┌─ Quoted text

On Thu, Nov 29, 2001 at 05:42:49PM -0500, Justin Moore wrote:
> 
> > >    Yes, but in some cases they're the *only* way to do something.  If I'm
> > > ripping a 300 line function out of one file and creating a new one with
> > > that function in it, there is *no way* I can do that in less than 600
> > > lines.
> > If you are ripping a 300 line function, you should break it into pieces, as 
> > 300
> > may be a little too much (obviously depends on situation). And including it 
> > in
> > new one which will result in 600 lines of code looks even worse, this is 
> > imho
> > definitively a bad idea ;-).  I would make first patch which would rip the
> > function, second patch which would rip another function and third patch 
> > which
> > would create function merging those two by calling ripped bits of them ;-).
> 
>    But in even ripping apart the 300 line function, you're getting a huge
> patch.  We need a branch (not a tree, a branch) where large patches are
> acceptable PROVIDED they're simply moving code around or reworking ONE
> major concept/layout.  I think huge patches that touch 17 functions are
> horrendous and should not be accepted.  But if a patch is 300 consecutive
> lines starting with "-" and another 300 lines starting with "-" and
> everything after the "-"s and "+"s is identical, it makes no sense to
> reject it for being too large.

Ack. There was such case where code was only moved around. In the end
I have done the code movement by myself and compared it to the
patch. Far easier than to check the 600 lines patch. So such cases
aren't a problem.

> > Obviously, there are some situations when making little patch is impossible.
> > However even if the patch is larger, it should always focus only on one
> > feature, not fixing/adding more things at once.
> 
>    Correct.  The other problem I ran into which lead to huge patches was
> moving the declaration/initialization of the commands struct in
> server/stdinhand.c from one file to another.  There's no way you can break
> that up or rip it apart.  It's going in/out as a whole.  And when I
> submitted it, it (of course) was rejected as being "too large" despite the
> inherient size issues over which there is *no* control.

Too large was only one of the reasons. It had the same problem as
Andrew's patch. It wanted to make the code more extendable but it was
not clear in which direction this extendibility was needed.

└─

▶ _To do_:
1 – Translate this sentence from the mailing-list message on patch size into Spanish: "I think huge patches that touch 17 functions are horrendous and should not be accepted."
2 – Rewrite the listing with "silver lamé vest" changed to "sequined jacket" wherever it occurs, keeping every other line and character as it is.

┌─ Dataset

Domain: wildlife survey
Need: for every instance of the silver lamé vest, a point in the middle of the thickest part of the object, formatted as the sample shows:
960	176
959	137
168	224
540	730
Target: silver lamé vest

└─

▶ _Expected results_:
1 – Creo que los parches enormes que tocan 17 funciones son horribles y no deberían aceptarse.

2 –
Domain: wildlife survey
Need: for every instance of the sequined jacket, a point in the middle of the thickest part of the object, formatted as the sample shows:
960	176
959	137
168	224
540	730
Target: sequined jacket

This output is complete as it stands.